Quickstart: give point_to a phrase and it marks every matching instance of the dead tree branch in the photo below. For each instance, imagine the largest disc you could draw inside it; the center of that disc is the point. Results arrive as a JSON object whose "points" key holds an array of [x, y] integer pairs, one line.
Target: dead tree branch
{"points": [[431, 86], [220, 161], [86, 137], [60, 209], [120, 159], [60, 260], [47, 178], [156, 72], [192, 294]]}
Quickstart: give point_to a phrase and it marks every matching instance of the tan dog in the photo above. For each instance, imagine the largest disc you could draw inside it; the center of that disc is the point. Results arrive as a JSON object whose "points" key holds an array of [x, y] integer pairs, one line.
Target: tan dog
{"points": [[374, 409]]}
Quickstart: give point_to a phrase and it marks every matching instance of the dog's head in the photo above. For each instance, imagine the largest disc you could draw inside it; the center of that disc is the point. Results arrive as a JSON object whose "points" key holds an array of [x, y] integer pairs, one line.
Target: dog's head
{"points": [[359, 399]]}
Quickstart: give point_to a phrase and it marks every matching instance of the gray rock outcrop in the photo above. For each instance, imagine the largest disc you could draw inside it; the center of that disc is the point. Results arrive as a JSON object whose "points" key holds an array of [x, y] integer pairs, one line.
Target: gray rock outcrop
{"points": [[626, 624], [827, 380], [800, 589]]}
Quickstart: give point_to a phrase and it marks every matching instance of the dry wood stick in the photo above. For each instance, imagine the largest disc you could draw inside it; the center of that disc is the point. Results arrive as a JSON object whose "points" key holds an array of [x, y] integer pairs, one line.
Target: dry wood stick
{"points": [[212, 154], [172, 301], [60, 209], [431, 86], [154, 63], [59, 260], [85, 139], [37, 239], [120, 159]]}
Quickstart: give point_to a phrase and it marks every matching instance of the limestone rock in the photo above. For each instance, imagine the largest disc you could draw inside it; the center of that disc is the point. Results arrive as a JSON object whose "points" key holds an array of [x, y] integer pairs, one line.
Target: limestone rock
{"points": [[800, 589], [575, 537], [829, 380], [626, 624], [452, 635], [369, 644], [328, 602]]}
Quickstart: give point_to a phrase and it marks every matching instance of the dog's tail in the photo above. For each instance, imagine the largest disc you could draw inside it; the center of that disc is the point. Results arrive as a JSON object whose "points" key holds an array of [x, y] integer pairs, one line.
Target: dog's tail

*Task prompt:* When you transcribe the records above, keep every line exactly the same.

*Output for this exercise:*
Quickstart: give point_to a phrase and it marks every matching instance of the dead tree branch in the photo below. For each instance, imagine the largest disc you could draw inside it; the center of that disc is the point. Results arrive as a JSON object whose "points" key holds an array of [x, y] integer pairs, one line.
Target: dead tree branch
{"points": [[431, 86], [220, 161], [86, 137], [60, 209], [120, 159], [60, 260], [47, 178], [156, 72], [192, 294]]}
Quickstart: give point_to a phrase and it marks every matching instance of the tan dog in the photo above. For each instance, imagine the largest disc you could draw inside it; the center of that disc is the point. Results arrive as a JSON object whose "points" key holds an array of [x, y] integer pairs, one line.
Target: tan dog
{"points": [[374, 409]]}
Quickstart: give point_to a phrase and it marks every matching instance of the dog's head in the photo above. For each instance, imagine the largest disc you could draw inside it; the center of that disc is the point. Results arrive as a JSON object whose "points" key holds an array of [x, y] integer pairs, one line.
Target: dog's head
{"points": [[359, 399]]}
Quickstart: give point_to a phrase and it marks every matching instance of the gray rock outcrop in the photo above. For each instance, imagine the largest disc you could draw inside it; the center of that disc is the point. Results arrive as a JSON object whose "points" key holds an array of [x, y] integer pairs, one line.
Target: gray rock outcrop
{"points": [[626, 624], [827, 380], [800, 589]]}
Quickstart: give point_to a phrase and it marks every matching instance of the dry wood stick in the photo above. For each instance, imagine the largest disc you could draw inside it; the center of that disc is the point. Results arrive as a JSON object whose "points" key holds an array of [x, y] integer pairs, one line.
Target: dry wood stick
{"points": [[212, 154], [172, 301], [60, 209], [431, 86], [154, 63], [59, 260], [85, 139], [37, 239], [120, 159]]}
Quickstart: give point_to a phrase and it marks every matching instance of the limestone rock in the photo above. For each instance, imagine the largest disc you could draw inside it; the center of that disc is the point. Results arrive as a JSON object whose "points" key holds an array of [x, y] integer pairs, one line.
Target: limestone rock
{"points": [[800, 589], [575, 537], [829, 380], [626, 624], [452, 635], [369, 644], [328, 602]]}
Quickstart: give point_to a phrase and it marks every matching instance of the dog's tail in the photo above. For each instance, imagine the largest disc you could draw inside it; the center of that disc is the point. Results arrive as a JSON object whose "points" key holds an array of [x, y] integer pairs, one line.
Target: dog's tail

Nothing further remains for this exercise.